By , 2007年10月5日 12:47 AM

前回、「レナード・バーンスタイン 音楽のよろこび」という DVDを紹介しました。

それに対する、はり屋こいしかわ先生のコメントに感銘を受けたので、紹介させて頂きます。

偉大な音楽家を語るときには、いろいろな切り口があると思いますが、バーンスタインは教育者としての功績が大きいですが、彼の教育の魅力は、何かをなすきっかけを夢を以って示すことが出来たことではないかと思います。種を撒く事、とでも言ったらいいでしょうか。
私の大学時代の恩師が、「教育で大切なことは、種を撒くことで、苗を植えることでは必ずしもない。」という主旨のことを昔おっしゃったとき、そのときは月並みな内容に感じましたが、この頃になって、その本意をもっと考えてみるようになりました。種は自分の芽を出しうる畑となるまで何年も土で滋養して、そして時を得て初めて根を張って芽を出す。苗は不幸にして畑が合わなければ直ぐに枯れてしまう。そんなようなことを伝えられたかったのかなと思っています。

- _作業指示_
a) バーンスタインについての文章で、筆者の大学時代の恩師は教育で大切なことを何だと述べましたか。
b) バーンスタインについての文章の「前回、「レナード・バーンスタイン 音楽のよろこび」という DVDを紹介しました。」から「かったのかなと思っています。」までを、一字も変えずに抜き出してください。
c) バーンスタインについての文章を、最後の文の後から書き継いでください。
資料を参照する必要はありません。

収集データ:
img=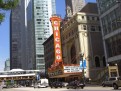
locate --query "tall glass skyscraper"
[33,0,56,72]
[10,0,36,70]
[65,0,85,18]
[10,0,56,72]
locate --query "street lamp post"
[80,53,85,83]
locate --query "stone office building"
[61,3,106,80]
[97,0,121,76]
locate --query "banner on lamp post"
[80,60,86,69]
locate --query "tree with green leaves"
[0,0,19,24]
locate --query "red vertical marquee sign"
[50,15,62,63]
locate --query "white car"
[34,78,49,88]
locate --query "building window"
[83,25,87,30]
[91,26,96,31]
[103,57,106,67]
[95,56,100,67]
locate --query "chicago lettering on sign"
[50,16,62,63]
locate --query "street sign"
[80,60,86,69]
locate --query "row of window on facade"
[62,25,101,41]
[63,16,99,30]
[101,8,121,35]
[105,33,121,57]
[98,0,118,14]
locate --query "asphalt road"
[2,86,121,91]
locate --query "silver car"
[102,77,117,87]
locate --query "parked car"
[67,80,85,89]
[102,77,117,87]
[34,78,49,88]
[50,81,63,88]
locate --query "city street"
[3,86,121,91]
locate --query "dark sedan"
[67,80,85,89]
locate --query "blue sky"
[0,0,96,71]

- _作業結果_
a) 種を撒くことで、苗を植えることでは必ずしもないと述べました。

b)
前回、「レナード・バーンスタイン 音楽のよろこび」という DVDを紹介しました。

それに対する、はり屋こいしかわ先生のコメントに感銘を受けたので、紹介させて頂きます。

偉大な音楽家を語るときには、いろいろな切り口があると思いますが、バーンスタインは教育者としての功績が大きいですが、彼の教育の魅力は、何かをなすきっかけを夢を以って示すことが出来たことではないかと思います。種を撒く事、とでも言ったらいいでしょうか。
私の大学時代の恩師が、「教育で大切なことは、種を撒くことで、苗を植えることでは必ずしもない。」という主旨のことを昔おっしゃったとき、そのときは月並みな内容に感じましたが、この頃になって、その本意をもっと考えてみるようになりました。種は自分の芽を出しうる畑となるまで何年も土で滋養して、そして時を得て初めて根を張って芽を出す。苗は不幸にして畑が合わなければ直ぐに枯れてしまう。そんなようなことを伝えられたかったのかなと思っています。

c)
バーンスタインと外れてしまいましたが、彼にもそんなところがあるかなと思っています。
表現者としての彼も、ヘンな言い回しですが情緒の筋道-この短調のフレーズに喜びがあり、このリズムに神性がある-みたいな、そんな聴き手へも教育的な面があるように感じます。勿論押し付けがましくなく、自然にそう感じられるのは彼の芸術の特性の一部ではないかと思います。音楽におけるプラグマティズムの美しい理想の具現とでも言いましょうか。例えば彼の演奏によるマーラーあたりは、音の洪水のような彼の交響曲の聞き方を教えてもらったように思います。
冗長になりました。すみません。